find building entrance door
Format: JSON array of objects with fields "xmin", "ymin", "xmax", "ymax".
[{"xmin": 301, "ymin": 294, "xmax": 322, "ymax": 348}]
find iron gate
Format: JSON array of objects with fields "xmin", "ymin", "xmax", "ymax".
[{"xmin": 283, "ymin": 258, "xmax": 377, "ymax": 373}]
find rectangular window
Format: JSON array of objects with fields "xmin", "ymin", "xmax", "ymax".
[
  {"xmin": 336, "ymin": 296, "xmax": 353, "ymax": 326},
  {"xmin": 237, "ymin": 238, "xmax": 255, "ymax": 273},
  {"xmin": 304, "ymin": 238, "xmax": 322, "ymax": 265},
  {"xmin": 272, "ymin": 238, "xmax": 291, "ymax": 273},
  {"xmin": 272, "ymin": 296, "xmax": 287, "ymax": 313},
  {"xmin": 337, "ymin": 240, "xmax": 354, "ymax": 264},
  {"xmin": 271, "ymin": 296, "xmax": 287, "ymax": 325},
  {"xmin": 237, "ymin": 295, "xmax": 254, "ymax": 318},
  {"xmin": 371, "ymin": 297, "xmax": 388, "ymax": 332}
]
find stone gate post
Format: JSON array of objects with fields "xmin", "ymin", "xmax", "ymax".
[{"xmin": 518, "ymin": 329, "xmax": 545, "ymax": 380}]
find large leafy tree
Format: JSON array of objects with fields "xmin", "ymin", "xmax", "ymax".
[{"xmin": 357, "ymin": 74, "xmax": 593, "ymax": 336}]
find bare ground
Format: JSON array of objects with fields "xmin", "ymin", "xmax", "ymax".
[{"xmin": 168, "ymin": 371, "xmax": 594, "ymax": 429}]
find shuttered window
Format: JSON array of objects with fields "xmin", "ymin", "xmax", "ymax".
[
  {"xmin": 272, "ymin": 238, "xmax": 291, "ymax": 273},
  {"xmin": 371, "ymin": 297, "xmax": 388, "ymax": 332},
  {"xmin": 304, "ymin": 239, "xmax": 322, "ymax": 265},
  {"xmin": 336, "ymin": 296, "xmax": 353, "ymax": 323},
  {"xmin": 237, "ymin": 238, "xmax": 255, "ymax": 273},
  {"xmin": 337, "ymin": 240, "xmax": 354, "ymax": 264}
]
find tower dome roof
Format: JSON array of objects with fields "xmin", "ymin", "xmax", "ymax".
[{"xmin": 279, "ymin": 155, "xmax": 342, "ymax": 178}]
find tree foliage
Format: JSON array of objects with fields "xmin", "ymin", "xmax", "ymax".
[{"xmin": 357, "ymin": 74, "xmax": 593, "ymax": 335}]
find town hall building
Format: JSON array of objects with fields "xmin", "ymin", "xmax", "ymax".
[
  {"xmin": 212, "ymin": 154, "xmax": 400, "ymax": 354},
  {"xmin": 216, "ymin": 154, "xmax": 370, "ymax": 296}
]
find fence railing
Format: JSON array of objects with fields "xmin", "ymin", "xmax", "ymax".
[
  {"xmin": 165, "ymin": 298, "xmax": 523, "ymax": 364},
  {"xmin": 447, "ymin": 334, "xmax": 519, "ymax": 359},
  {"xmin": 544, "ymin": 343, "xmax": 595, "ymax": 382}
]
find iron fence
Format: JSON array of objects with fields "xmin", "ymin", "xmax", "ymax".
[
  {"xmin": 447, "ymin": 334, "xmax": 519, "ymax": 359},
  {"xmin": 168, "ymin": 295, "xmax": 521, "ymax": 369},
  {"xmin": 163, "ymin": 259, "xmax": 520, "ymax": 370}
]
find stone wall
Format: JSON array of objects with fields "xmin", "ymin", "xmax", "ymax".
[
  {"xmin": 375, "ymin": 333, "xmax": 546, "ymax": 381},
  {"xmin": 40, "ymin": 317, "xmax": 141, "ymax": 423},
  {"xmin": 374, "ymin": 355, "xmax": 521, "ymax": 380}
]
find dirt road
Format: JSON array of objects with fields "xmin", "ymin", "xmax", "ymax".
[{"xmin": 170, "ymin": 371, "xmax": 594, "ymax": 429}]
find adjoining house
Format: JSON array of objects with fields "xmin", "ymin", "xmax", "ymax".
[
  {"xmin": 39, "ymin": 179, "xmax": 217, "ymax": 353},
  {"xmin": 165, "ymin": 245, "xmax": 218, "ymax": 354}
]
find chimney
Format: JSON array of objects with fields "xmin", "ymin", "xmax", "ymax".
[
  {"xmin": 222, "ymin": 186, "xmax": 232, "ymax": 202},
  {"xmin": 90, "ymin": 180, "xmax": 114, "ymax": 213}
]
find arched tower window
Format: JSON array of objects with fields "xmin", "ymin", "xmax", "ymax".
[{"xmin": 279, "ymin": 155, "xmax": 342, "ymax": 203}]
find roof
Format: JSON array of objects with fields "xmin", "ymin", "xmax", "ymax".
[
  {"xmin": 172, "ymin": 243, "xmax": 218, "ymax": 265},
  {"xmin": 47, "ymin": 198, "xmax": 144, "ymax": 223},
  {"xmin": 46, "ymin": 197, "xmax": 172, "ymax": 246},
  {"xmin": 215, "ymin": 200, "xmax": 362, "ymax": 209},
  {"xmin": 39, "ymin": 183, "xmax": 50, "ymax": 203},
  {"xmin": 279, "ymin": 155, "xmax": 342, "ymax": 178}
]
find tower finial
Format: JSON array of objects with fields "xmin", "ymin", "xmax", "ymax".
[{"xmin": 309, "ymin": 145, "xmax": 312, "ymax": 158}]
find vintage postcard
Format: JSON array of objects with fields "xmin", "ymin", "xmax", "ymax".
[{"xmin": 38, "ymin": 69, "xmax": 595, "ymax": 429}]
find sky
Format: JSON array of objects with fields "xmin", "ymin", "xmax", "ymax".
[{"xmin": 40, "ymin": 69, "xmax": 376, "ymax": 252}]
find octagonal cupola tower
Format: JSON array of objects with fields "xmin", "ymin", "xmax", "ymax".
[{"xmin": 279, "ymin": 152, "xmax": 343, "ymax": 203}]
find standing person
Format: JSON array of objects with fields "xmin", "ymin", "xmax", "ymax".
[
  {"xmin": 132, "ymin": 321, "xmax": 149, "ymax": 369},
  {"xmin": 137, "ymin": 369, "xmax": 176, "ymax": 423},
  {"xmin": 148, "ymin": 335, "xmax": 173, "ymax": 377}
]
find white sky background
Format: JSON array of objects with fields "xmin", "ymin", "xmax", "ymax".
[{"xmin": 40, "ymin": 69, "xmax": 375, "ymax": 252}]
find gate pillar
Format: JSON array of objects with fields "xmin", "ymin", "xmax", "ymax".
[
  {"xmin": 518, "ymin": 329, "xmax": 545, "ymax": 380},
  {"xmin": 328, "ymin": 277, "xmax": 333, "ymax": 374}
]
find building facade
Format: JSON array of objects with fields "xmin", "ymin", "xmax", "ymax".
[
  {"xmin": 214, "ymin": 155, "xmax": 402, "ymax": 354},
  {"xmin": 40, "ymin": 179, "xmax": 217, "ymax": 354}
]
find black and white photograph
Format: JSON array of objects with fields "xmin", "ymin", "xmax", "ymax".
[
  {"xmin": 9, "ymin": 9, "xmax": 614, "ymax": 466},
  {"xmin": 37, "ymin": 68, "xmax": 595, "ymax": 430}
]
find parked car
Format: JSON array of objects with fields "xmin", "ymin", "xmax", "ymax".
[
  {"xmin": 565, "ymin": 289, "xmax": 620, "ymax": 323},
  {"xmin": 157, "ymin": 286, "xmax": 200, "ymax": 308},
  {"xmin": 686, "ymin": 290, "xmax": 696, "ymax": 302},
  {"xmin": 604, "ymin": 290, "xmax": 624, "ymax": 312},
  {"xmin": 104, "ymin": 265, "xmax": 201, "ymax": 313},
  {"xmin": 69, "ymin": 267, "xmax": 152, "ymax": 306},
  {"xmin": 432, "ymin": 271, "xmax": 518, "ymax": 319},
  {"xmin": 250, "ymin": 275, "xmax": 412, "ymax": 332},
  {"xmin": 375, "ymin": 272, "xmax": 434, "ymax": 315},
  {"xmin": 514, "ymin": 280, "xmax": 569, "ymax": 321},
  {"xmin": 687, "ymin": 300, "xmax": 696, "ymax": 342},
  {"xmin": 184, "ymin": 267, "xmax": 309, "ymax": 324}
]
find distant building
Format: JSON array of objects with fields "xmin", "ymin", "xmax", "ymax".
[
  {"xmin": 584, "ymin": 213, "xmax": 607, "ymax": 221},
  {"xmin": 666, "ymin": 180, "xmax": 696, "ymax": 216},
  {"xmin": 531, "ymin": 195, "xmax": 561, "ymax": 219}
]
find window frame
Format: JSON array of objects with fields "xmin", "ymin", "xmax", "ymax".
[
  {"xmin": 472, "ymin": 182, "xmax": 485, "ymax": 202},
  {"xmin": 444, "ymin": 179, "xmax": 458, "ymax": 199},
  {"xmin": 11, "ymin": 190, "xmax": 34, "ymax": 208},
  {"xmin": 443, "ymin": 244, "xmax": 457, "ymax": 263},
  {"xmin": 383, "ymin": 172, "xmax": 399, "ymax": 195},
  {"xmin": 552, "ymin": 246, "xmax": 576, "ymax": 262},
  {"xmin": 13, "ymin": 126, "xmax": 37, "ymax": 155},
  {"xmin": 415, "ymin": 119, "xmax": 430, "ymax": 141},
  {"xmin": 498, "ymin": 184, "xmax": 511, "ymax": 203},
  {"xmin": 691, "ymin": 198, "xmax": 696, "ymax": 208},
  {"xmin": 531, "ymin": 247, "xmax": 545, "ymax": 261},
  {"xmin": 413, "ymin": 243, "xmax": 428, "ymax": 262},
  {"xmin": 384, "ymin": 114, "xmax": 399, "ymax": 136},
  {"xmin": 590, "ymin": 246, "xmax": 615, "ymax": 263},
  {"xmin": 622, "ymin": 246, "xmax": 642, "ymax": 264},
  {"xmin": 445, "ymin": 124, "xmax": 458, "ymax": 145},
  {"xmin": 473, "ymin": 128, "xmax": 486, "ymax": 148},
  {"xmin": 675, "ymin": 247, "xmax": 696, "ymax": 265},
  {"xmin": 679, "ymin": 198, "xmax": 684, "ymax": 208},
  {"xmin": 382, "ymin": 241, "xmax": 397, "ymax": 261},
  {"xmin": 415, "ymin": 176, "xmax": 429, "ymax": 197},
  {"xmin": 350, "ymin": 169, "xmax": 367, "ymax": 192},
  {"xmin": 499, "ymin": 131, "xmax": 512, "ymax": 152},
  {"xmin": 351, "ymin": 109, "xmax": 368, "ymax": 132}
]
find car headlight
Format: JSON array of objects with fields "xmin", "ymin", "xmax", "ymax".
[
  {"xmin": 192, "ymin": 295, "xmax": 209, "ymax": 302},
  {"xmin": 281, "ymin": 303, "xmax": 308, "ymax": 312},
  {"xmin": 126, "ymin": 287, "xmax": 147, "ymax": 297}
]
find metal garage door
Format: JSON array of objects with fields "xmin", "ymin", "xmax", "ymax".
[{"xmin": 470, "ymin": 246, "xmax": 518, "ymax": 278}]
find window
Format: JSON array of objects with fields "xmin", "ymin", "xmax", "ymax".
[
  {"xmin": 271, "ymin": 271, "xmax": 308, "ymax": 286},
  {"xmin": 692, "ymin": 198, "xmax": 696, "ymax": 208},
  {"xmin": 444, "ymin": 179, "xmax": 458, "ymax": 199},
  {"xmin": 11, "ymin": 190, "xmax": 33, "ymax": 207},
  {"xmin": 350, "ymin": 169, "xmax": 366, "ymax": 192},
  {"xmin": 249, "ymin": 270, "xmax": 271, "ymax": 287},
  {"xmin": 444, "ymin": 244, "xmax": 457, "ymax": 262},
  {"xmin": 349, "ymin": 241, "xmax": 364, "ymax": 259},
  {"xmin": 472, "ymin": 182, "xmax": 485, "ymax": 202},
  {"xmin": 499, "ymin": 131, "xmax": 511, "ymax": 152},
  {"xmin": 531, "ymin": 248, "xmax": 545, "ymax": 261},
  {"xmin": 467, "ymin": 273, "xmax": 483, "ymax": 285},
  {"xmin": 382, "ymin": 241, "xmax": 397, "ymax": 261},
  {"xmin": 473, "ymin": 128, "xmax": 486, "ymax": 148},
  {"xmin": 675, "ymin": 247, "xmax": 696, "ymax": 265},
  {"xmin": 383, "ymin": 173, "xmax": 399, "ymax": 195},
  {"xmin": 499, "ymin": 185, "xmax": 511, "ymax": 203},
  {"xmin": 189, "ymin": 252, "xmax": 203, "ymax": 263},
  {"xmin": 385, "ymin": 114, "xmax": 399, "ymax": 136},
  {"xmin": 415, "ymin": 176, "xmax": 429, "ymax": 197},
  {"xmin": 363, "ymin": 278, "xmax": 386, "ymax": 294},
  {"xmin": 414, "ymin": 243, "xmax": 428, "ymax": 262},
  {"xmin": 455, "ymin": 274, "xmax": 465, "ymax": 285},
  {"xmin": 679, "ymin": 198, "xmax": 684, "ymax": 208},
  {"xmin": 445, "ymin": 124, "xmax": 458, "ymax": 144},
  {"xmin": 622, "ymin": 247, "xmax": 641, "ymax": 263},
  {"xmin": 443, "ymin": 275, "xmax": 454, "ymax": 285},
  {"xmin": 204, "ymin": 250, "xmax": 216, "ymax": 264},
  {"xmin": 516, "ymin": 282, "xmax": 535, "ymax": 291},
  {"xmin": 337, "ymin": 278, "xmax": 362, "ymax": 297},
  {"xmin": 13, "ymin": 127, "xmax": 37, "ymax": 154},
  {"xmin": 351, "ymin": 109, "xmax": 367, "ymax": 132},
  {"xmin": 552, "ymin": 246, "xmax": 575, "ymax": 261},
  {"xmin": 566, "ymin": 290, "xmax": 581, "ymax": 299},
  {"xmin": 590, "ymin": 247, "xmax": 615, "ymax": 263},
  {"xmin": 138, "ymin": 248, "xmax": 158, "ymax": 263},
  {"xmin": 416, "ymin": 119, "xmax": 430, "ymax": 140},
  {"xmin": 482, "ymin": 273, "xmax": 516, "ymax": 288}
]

━━━━━━

WHAT YOU HAVE TO DO: The answer must be every line from the records above that contains the word "building", copied out.

WORKED SOLUTION:
find building entrance door
find town hall building
find building facade
find distant building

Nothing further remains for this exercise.